_REQUIRED WORK_
Please make an exact transcription of all the data that follows.

_RECORDS TO PROCESS_
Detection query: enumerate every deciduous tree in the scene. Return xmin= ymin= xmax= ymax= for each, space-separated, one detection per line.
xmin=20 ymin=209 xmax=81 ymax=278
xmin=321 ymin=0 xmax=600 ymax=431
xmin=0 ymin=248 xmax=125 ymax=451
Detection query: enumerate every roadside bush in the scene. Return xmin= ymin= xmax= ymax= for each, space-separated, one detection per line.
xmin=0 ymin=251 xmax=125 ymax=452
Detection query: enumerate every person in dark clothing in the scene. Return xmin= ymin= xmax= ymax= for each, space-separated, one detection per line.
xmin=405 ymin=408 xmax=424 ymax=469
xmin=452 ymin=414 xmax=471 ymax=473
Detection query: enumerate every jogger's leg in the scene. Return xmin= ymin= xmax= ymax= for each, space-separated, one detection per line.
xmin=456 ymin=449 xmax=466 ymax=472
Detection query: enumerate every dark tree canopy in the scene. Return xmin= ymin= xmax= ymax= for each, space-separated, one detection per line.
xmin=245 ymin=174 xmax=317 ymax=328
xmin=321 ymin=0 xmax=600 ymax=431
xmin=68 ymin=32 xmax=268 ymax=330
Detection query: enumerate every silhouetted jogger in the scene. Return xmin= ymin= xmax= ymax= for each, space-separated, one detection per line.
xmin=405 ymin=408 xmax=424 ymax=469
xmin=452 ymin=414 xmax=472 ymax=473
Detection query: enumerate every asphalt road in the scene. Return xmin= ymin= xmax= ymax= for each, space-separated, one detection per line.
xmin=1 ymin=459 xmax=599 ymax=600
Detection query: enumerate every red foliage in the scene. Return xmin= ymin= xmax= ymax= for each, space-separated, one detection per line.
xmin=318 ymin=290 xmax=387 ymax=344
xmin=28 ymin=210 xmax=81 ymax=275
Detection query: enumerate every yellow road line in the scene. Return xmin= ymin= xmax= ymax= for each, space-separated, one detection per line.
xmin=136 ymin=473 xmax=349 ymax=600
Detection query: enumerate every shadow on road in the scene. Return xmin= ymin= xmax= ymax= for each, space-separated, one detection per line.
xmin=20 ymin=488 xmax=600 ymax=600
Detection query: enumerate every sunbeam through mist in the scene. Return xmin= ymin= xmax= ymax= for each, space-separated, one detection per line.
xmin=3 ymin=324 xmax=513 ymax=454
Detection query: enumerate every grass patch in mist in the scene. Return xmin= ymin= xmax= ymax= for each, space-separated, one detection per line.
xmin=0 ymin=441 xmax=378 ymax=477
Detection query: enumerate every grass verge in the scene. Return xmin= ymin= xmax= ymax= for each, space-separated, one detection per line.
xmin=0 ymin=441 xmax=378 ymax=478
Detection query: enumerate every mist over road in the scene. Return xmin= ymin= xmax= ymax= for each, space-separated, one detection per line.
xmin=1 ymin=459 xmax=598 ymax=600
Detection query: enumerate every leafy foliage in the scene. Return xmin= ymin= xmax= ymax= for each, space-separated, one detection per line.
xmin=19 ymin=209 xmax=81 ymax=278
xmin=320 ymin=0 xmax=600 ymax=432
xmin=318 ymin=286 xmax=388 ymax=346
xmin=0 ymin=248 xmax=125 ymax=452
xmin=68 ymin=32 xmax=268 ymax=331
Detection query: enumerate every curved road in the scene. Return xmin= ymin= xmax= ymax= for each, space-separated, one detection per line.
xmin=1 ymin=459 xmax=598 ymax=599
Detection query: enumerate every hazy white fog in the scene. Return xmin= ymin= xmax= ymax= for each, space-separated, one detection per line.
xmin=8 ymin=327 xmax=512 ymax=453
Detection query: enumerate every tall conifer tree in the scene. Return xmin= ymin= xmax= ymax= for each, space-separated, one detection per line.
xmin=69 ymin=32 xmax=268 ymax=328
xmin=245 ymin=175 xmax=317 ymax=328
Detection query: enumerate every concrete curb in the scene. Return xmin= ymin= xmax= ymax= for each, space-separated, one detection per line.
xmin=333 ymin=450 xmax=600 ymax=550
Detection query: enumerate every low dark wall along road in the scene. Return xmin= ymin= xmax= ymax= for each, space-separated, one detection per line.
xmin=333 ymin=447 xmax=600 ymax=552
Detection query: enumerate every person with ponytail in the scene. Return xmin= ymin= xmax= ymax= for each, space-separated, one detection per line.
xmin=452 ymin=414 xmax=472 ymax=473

_FINAL ANSWER_
Detection query: enumerate every deciduous tree in the scene. Return xmin= ymin= xmax= ymax= for each, space-separated, one detection per line.
xmin=20 ymin=209 xmax=81 ymax=278
xmin=321 ymin=0 xmax=600 ymax=431
xmin=0 ymin=248 xmax=125 ymax=451
Detection query: enumerate every roadside bush in the scene. Return xmin= ymin= xmax= ymax= for each, space-separated, one detection per line.
xmin=0 ymin=251 xmax=125 ymax=452
Detection query: enumerate every person in dark clothing in the scene. Return xmin= ymin= xmax= ymax= for each, space-separated, one detection per line.
xmin=405 ymin=408 xmax=424 ymax=469
xmin=452 ymin=414 xmax=471 ymax=473
Detection query: enumerate every jogger's leg in the scene. Return xmin= ymin= xmax= ymax= for each, space-separated, one detection per line.
xmin=456 ymin=449 xmax=466 ymax=472
Detection query: enumerate every dark tree canopy in the scene. Return xmin= ymin= xmax= ymax= for each, space-separated, one detection per line.
xmin=245 ymin=174 xmax=317 ymax=328
xmin=321 ymin=0 xmax=600 ymax=431
xmin=68 ymin=32 xmax=268 ymax=330
Detection query: enumerate every silhouetted jogger in the scene. Return xmin= ymin= xmax= ymax= for each, space-separated, one detection per line.
xmin=405 ymin=408 xmax=424 ymax=469
xmin=452 ymin=414 xmax=472 ymax=473
Detection query: enumerate every asphalt road in the scene. Return xmin= ymin= xmax= ymax= for each, space-separated, one detection per line.
xmin=1 ymin=459 xmax=599 ymax=600
Detection query: enumerate every red foliage in the scene. Return xmin= ymin= xmax= ymax= for each, space-separated, one detection per line.
xmin=318 ymin=290 xmax=387 ymax=344
xmin=28 ymin=210 xmax=81 ymax=275
Detection query: enumerate every yellow road line in the scene. Return xmin= ymin= xmax= ymax= for each, space-separated, one detection per line.
xmin=136 ymin=473 xmax=349 ymax=600
Detection query: enumerate every shadow on road in the scene. Return xmin= ymin= xmax= ymax= for each, space-separated, one detection per line.
xmin=20 ymin=488 xmax=600 ymax=600
Detection query: enumerate every sunbeam through mist in the scene. Return xmin= ymin= xmax= ymax= for each, space-separated, one detection per line.
xmin=3 ymin=324 xmax=513 ymax=454
Detection query: enumerate every grass patch in mist in the scene. Return xmin= ymin= xmax= ymax= for each, space-separated, one detection per line.
xmin=0 ymin=441 xmax=378 ymax=477
Detection query: enumerate every grass verge in the scene. Return xmin= ymin= xmax= ymax= for each, space-separated, one detection per line.
xmin=0 ymin=441 xmax=378 ymax=478
Detection query: enumerate every mist over road in the scene. Return xmin= ymin= xmax= ymax= for each, space-separated, one detection per line.
xmin=1 ymin=459 xmax=598 ymax=600
Detection query: enumerate every leafy foliage in the scene. Return xmin= ymin= xmax= ymax= for each, space-separated, one detection per line.
xmin=19 ymin=209 xmax=81 ymax=278
xmin=320 ymin=0 xmax=600 ymax=432
xmin=318 ymin=286 xmax=388 ymax=346
xmin=0 ymin=248 xmax=125 ymax=452
xmin=68 ymin=32 xmax=268 ymax=331
Detection query: enumerate every curved road in the scene. Return xmin= ymin= xmax= ymax= for each, space-separated, one detection per line.
xmin=1 ymin=459 xmax=598 ymax=599
Detection query: enumerate every hazy white fog in the scene. Return xmin= ymin= xmax= ymax= for each, space-separated, one detection per line.
xmin=8 ymin=327 xmax=512 ymax=453
Detection query: enumerate every tall conifer tree in the scene. Return xmin= ymin= xmax= ymax= for each, space-separated, one detection per line.
xmin=69 ymin=32 xmax=268 ymax=328
xmin=245 ymin=175 xmax=317 ymax=328
Detection query: enumerate every concrete curb in the scene. Return xmin= ymin= xmax= ymax= for each, space-separated, one detection per line.
xmin=333 ymin=450 xmax=600 ymax=550
Detection query: enumerate every low dark wall along road in the scene. Return xmin= ymin= xmax= ymax= for each, space-separated, one detection per line.
xmin=333 ymin=447 xmax=600 ymax=552
Detection query: enumerate every person with ponytail in the scene. Return xmin= ymin= xmax= ymax= for each, space-separated, one detection per line.
xmin=452 ymin=414 xmax=472 ymax=473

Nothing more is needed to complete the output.